● Request 1
In the passage below on detecting solar radio bursts, what name is given to the unreported bursts discovered by revising false positives?

A summary of threshold optimization results can be found in Table 6 (right half), the detailed discussion of which is deferred to Section 4.2.

3.2.6 Feedback to Model Generator

Feedback to the model generator may be applied by modifying either the CNN parameters or the training database (Figure 3b).

In the first case, parameters such as the number of training epochs have been optimized; the use of pretrained networks shortens the model-generation process but does not improve its efficiency. Another possibility is to try more efficient networks, which become readily available in this fast-evolving discipline.

In the second case, important lessons may be learned from careful study of common CNN misses: a close look at the false positives reveals families of pathological cases, which can be avoided by adding examples of such frames to the Nays folder; revision of false positives brings us the discovery of a good number of unreported bursts, which had gone unnoticed to the expert inspector. These could be called False False-Positives, of which Figure 8 shows a few examples.

Figure 8
figure 8

Discovery of unreported bursts [observatory, date, UT time]: GLASGOW 22 May 2021 12:45:00 UT (left); Landschlacht 23 May 2021 04:45:00 UT (center); Landschlacht 31 May 2021 11:15:00 UT (right).

A dynamic model generation scheme whereby a continuous flow of both burst and not-burst examples is added to the training database as new data come in can be implemented. This will be the subject of future work.

3.3 Burst Detection

Once an optimum classifier has been built, the goal is to apply it to a target database – data that have never gone through the CNN system before. As any other data, they must first be downloaded from the e-Callisto web server, preprocessed, and transferred to the CNN environment (DIGITS). Figure 9 summarizes the steps in the burst detection process.

Figure 9
figure 9

Application of the classification model to the target database for burst detection.

Running the classification model yields a “prediction table” on a minute-by-minute basis, i.e. the probabilities \(P(Y)\) and \(P(N)\) that each one-minute frame belongs to the positive or negative class, respectively. As we mentioned earlier, this is the basic table from which other more elaborate products may be generated.

3.3.1 Performance Re-Evaluation (Documented Period)

In the case of target data that have been previously inspected by an expert, the ground truth is known, and therefore the classifying model may be re-evaluated. We use, as inputs for this process, the prediction table, the corresponding e-Callisto event report, and, for added confidence, the NOAA-SWPC reports.

● Request 2
Gather every line of the records below that contains the word "climber".

● Records pointing to named objects
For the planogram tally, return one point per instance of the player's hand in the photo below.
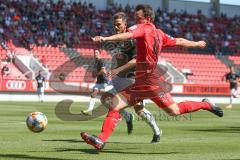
(98, 39)
(202, 44)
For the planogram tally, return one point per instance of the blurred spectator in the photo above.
(5, 71)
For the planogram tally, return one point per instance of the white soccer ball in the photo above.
(36, 122)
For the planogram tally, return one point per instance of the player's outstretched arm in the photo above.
(116, 37)
(190, 44)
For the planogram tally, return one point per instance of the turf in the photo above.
(200, 136)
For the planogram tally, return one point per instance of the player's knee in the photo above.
(138, 108)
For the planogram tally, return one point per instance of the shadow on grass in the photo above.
(224, 130)
(118, 151)
(81, 141)
(24, 157)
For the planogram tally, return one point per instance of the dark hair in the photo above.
(120, 15)
(147, 11)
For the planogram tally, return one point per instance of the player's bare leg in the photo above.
(106, 100)
(150, 120)
(110, 123)
(174, 109)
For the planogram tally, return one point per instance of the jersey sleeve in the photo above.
(137, 30)
(102, 64)
(168, 41)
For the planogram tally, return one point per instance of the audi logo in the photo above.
(16, 85)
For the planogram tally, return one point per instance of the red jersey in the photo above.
(149, 43)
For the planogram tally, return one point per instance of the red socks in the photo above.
(110, 122)
(190, 106)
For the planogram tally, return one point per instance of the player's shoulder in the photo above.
(134, 27)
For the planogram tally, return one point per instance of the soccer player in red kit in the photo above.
(149, 83)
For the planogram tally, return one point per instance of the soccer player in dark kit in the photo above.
(149, 83)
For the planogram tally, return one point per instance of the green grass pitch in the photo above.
(199, 136)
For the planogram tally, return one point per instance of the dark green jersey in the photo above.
(124, 53)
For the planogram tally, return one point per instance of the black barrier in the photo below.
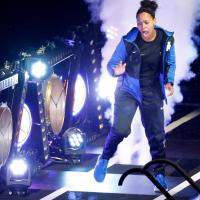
(144, 171)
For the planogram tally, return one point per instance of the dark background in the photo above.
(29, 23)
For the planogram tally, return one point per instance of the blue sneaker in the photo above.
(100, 169)
(161, 179)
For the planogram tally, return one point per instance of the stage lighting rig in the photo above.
(74, 144)
(18, 176)
(38, 68)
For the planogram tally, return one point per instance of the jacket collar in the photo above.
(132, 34)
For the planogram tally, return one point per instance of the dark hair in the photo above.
(148, 7)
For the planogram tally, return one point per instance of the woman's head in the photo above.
(146, 19)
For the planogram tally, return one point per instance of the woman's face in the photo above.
(145, 24)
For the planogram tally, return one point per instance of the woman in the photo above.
(144, 62)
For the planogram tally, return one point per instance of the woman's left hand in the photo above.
(169, 87)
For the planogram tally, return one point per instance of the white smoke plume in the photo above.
(118, 18)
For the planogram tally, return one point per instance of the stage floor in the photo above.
(76, 182)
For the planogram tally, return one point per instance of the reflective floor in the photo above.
(76, 182)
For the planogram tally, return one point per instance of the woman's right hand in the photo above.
(119, 69)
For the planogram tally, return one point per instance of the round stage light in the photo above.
(79, 95)
(38, 69)
(25, 128)
(18, 167)
(74, 139)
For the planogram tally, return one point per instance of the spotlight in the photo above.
(74, 144)
(18, 176)
(80, 95)
(38, 68)
(25, 128)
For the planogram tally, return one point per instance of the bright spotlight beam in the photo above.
(38, 69)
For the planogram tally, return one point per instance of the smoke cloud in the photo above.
(118, 18)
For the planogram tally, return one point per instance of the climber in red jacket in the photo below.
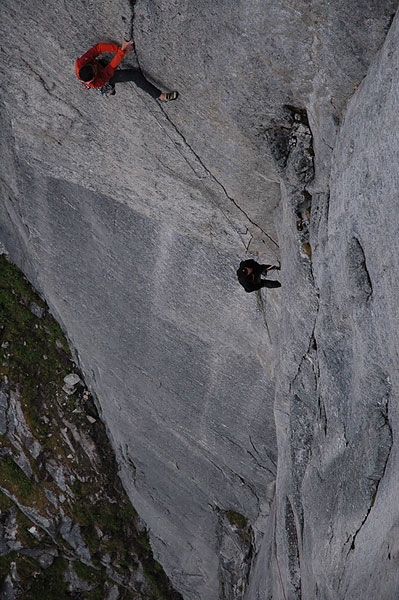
(96, 73)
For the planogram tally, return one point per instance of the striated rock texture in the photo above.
(67, 529)
(131, 218)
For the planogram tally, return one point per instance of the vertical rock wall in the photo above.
(131, 219)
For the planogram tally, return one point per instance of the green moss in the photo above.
(15, 480)
(34, 360)
(50, 584)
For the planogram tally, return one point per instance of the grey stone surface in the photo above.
(131, 219)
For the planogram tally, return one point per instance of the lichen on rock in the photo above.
(67, 528)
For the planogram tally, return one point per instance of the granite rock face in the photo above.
(131, 217)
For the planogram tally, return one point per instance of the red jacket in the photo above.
(104, 74)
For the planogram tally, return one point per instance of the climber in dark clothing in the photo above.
(249, 275)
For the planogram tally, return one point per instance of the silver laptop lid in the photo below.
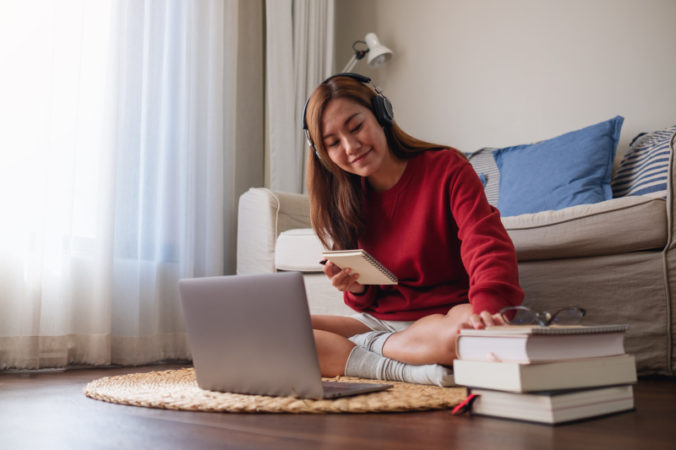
(252, 334)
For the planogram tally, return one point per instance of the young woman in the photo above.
(418, 208)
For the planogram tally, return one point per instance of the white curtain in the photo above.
(116, 150)
(300, 54)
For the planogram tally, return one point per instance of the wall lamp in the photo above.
(371, 46)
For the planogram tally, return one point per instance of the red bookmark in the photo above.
(465, 405)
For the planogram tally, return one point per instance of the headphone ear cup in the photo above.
(383, 110)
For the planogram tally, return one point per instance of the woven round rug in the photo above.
(178, 390)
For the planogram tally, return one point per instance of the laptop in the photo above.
(252, 334)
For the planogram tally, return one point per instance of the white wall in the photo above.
(475, 73)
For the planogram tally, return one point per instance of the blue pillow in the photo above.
(568, 170)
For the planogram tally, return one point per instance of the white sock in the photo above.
(366, 364)
(372, 340)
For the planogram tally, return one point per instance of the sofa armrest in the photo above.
(262, 216)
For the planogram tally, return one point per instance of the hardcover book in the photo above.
(571, 374)
(555, 406)
(527, 344)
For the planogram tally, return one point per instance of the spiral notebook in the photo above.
(370, 270)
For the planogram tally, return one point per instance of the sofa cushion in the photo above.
(614, 226)
(298, 249)
(484, 165)
(568, 170)
(645, 167)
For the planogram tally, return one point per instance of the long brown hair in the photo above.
(336, 196)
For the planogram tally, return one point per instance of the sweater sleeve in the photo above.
(486, 249)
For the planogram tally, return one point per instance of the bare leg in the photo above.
(430, 340)
(333, 351)
(342, 325)
(333, 348)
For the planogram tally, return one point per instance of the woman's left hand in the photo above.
(482, 320)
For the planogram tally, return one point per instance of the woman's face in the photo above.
(354, 139)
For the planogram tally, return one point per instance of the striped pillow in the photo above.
(484, 165)
(645, 167)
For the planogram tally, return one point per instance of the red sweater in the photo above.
(438, 234)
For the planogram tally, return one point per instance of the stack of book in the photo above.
(549, 374)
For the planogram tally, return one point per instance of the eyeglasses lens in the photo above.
(569, 316)
(520, 316)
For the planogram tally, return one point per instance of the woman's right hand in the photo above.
(343, 279)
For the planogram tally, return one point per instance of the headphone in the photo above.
(382, 108)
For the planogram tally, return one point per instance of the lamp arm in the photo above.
(350, 64)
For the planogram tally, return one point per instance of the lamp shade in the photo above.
(378, 53)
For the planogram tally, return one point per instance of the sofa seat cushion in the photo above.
(298, 249)
(614, 226)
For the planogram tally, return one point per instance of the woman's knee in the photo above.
(342, 325)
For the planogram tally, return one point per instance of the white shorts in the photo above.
(376, 324)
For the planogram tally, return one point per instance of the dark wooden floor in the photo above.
(48, 410)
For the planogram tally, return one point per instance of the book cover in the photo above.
(528, 344)
(555, 406)
(370, 270)
(571, 374)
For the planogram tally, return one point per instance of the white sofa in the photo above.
(615, 258)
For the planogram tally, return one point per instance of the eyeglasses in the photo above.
(522, 315)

● Exercise response 1
False False-Positives.

● Exercise response 2
For the planogram tally, return one point per instance of the climber in red jacket in the photo below.
For the planogram tally, return one point per instance of the climber in dark clothing in the photo above.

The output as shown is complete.